<<<<

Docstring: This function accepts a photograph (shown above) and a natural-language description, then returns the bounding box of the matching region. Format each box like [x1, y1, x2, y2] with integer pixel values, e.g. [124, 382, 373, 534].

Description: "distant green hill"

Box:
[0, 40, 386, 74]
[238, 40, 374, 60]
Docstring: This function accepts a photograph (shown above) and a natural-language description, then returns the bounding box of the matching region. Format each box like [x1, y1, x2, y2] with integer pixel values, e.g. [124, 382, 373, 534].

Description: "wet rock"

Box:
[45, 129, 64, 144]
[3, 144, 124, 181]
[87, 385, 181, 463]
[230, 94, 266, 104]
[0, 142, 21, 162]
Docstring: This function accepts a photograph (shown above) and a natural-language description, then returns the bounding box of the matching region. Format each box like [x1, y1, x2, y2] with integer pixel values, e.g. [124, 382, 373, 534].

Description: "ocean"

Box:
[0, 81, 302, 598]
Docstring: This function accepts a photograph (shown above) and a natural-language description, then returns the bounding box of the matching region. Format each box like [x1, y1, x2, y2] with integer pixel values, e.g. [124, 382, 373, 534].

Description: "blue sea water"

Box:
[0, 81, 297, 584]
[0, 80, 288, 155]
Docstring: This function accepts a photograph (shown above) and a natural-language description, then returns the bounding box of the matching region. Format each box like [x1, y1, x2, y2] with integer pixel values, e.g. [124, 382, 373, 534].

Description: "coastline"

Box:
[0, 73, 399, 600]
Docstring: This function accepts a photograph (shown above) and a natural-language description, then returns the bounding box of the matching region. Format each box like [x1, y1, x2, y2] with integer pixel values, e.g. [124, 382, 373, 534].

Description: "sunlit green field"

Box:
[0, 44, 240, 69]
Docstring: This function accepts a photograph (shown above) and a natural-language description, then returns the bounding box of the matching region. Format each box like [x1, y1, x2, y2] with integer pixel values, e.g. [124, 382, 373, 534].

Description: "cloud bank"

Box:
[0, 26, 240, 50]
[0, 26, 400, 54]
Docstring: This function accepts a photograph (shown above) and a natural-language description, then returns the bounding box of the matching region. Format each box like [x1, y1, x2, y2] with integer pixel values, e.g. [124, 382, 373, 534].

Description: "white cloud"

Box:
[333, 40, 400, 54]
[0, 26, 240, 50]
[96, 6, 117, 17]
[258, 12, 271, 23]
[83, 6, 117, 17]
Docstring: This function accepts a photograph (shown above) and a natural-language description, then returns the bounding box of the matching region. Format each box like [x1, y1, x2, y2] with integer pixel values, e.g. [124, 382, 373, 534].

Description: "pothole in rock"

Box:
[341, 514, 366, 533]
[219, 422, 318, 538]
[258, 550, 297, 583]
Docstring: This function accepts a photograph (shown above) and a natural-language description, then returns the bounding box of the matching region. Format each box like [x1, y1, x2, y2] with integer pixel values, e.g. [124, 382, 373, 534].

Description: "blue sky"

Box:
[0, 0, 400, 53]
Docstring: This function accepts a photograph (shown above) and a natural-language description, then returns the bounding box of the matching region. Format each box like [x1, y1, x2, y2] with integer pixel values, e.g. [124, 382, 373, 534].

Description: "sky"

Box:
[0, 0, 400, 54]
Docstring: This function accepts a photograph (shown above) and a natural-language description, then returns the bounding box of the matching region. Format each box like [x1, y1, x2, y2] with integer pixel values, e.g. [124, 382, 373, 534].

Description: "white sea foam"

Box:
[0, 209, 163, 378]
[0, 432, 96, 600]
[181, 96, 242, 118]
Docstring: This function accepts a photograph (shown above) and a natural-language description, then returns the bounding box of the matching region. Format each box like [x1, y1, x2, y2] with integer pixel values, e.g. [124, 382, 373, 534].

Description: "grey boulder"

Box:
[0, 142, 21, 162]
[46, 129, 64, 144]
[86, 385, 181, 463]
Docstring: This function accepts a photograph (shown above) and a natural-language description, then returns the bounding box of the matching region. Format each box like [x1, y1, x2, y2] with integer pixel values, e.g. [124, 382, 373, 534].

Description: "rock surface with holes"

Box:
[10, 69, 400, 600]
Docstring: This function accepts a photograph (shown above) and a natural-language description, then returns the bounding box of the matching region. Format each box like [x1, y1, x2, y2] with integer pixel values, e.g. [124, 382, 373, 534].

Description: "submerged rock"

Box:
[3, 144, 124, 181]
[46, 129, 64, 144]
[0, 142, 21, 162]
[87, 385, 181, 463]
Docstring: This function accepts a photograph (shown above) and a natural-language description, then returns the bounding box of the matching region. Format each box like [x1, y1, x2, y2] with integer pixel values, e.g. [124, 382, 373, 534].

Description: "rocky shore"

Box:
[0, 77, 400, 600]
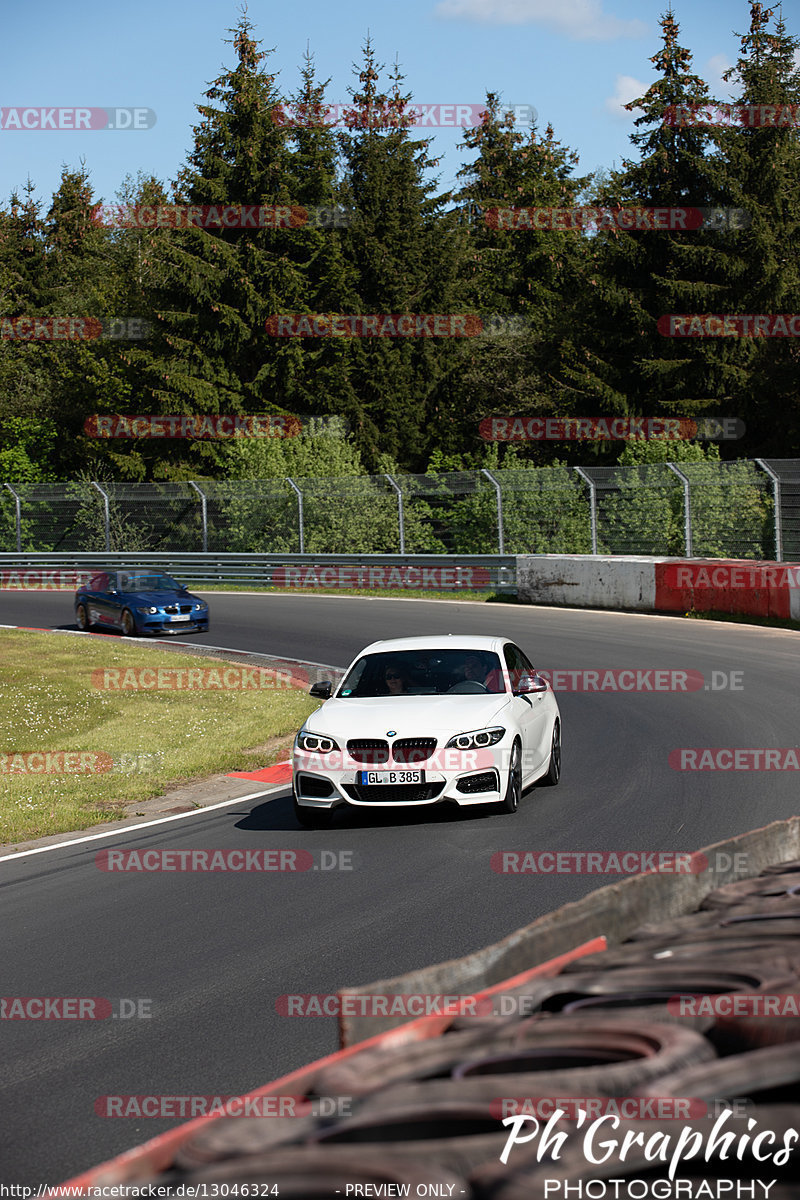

>>>>

*AIM:* Render every line of the rows above as a numbered list, skipping blank lines and leaving out the pictures.

*WORKED SOLUTION:*
1. Docstring: This function accepts a photograph (shown above) and a natural-language description, then returns the bounding box of the matching region. Format each box like [x1, y1, x2, y2] with integer pixel values, e.g. [124, 382, 373, 534].
2. Description: "distant green hill"
3. Box:
4. [0, 40, 386, 74]
5. [238, 40, 374, 60]
6. Docstring: This function accepts a photograph (shown above) and a natural-language description, then returns the bounding box of the matching region. Format each box like [x1, y1, x2, y2] with integer pixel values, e.g. [124, 382, 373, 534].
7. Description: "wet rock"
8. Box:
9. [45, 129, 64, 144]
10. [3, 144, 124, 181]
11. [87, 385, 181, 463]
12. [230, 94, 266, 104]
13. [0, 142, 21, 162]
14. Docstring: This function accepts a photograph (shown above) and a natural-language description, then returns the bounding box of the matching region. Format each box like [x1, y1, x2, y2] with integer pixel values, e.g. [124, 382, 373, 534].
15. Description: "ocean"
16. Box:
17. [0, 81, 302, 598]
18. Docstring: This function accepts a photograph (shown above) and a natural-language description, then returns the bounding box of the matching region. Format each box like [x1, y1, x2, y2] with integer pixel values, e.g. [124, 382, 373, 534].
19. Description: "blue sea water"
20. Box:
21. [0, 81, 297, 584]
22. [0, 80, 288, 155]
23. Docstring: This function accepts a photograph (shown above) and a natural-language description, then returns the bounding box of the matching region. Format each box like [x1, y1, x2, y2] with integer pixel values, e.g. [124, 382, 373, 534].
24. Description: "coastline"
25. Box:
26. [0, 73, 399, 600]
27. Docstring: This function accepts a photograph (shown above) and a natural-language description, then returns the bounding box of the matching region. Format each box like [x1, y1, x2, y2] with integer pixel values, e.g. [124, 382, 373, 534].
28. Description: "sunlit green field"
29. Box:
30. [0, 44, 240, 69]
31. Docstring: This function accepts a photograph (shown above) and a natural-language description, then returns the bounding box of the matching region. Format each box like [x1, y1, x2, y2] with integer pixel values, e.g. [124, 382, 373, 534].
32. Description: "cloud bank"
33. Box:
34. [0, 26, 240, 50]
35. [0, 26, 400, 54]
36. Docstring: This function accepts a photograph (shown above) and a natural-language description, then returns the bounding box of the matching region. Format each box like [x1, y1, x2, y2] with integer pixel values, e.g. [124, 382, 373, 534].
37. Description: "white cloud"
38. Box:
39. [333, 40, 400, 54]
40. [0, 26, 240, 50]
41. [96, 6, 117, 17]
42. [258, 12, 271, 23]
43. [83, 6, 117, 17]
44. Docstring: This function accepts a photograph (shown above) and a natural-language description, then returns the bounding box of the matching region. Format each box like [x1, y1, x2, y2] with integer pixel values, e.g. [124, 382, 373, 534].
45. Description: "pothole in rock"
46. Box:
47. [341, 514, 366, 533]
48. [219, 422, 318, 538]
49. [258, 550, 297, 583]
50. Docstring: This function accepts a photograph (shown above) and a natural-language description, then returns the bounding box of the matching region. Format each box like [x1, y1, x2, y2] with integer pixel values, e.g. [124, 382, 373, 534].
51. Description: "blue sky"
52. Box:
53. [0, 0, 400, 53]
54. Docstring: This function accepts a photograph (shown above) and a natural-language description, then returns the bounding box of the matching region. Format each box like [x1, y1, x2, y2] with integer pixel values, e.g. [124, 382, 373, 534].
55. Description: "sky"
56. Box:
57. [0, 0, 400, 54]
58. Docstring: This function accepts a photograph (shown above) and a natural-language description, then returns the bounding box of the matching region. Format each box like [x1, y1, x2, y2] with integer pixel values, e.g. [124, 382, 373, 534].
59. Description: "white sea foam"
60. Box:
61. [0, 209, 163, 378]
62. [0, 432, 96, 600]
63. [181, 96, 242, 118]
64. Docstring: This function accepts a photograph (shown above) and a natural-language description, then returns the bounding box of the matching region. Format each box like [x1, y1, x2, y2] with integer pixel values, e.g. [124, 382, 373, 534].
65. Description: "grey boulder"
66. Box:
67. [0, 142, 21, 162]
68. [46, 129, 64, 144]
69. [86, 385, 181, 463]
70. Docstring: This function accepts a photograph (shown above) and a natural-language description, then returns the bounding box of the matching region. Format each box like [x1, y1, x2, y2] with integer pixel values, e.g. [124, 382, 373, 534].
71. Description: "rock surface with holes"
72. Box:
73. [10, 69, 400, 600]
74. Docstring: This function accepts a photograph (shown above) and a natural-language description, then returns the bounding box of the matching region. Format each box like [x1, y1, x2, y2] with integer pixel values, e.g. [124, 382, 373, 534].
75. Description: "submerged rock"
76. Box:
77. [3, 144, 124, 181]
78. [46, 129, 64, 144]
79. [0, 142, 21, 162]
80. [87, 385, 181, 463]
81. Docstring: This function accepts a photograph (shown above) and a natural-language description, then returns the bounding box of the matching region. Format each box like [x1, y1, x2, y2] with integer pixel values, e.g. [124, 382, 373, 534].
82. Description: "rocky shore"
83. Box:
84. [0, 77, 400, 600]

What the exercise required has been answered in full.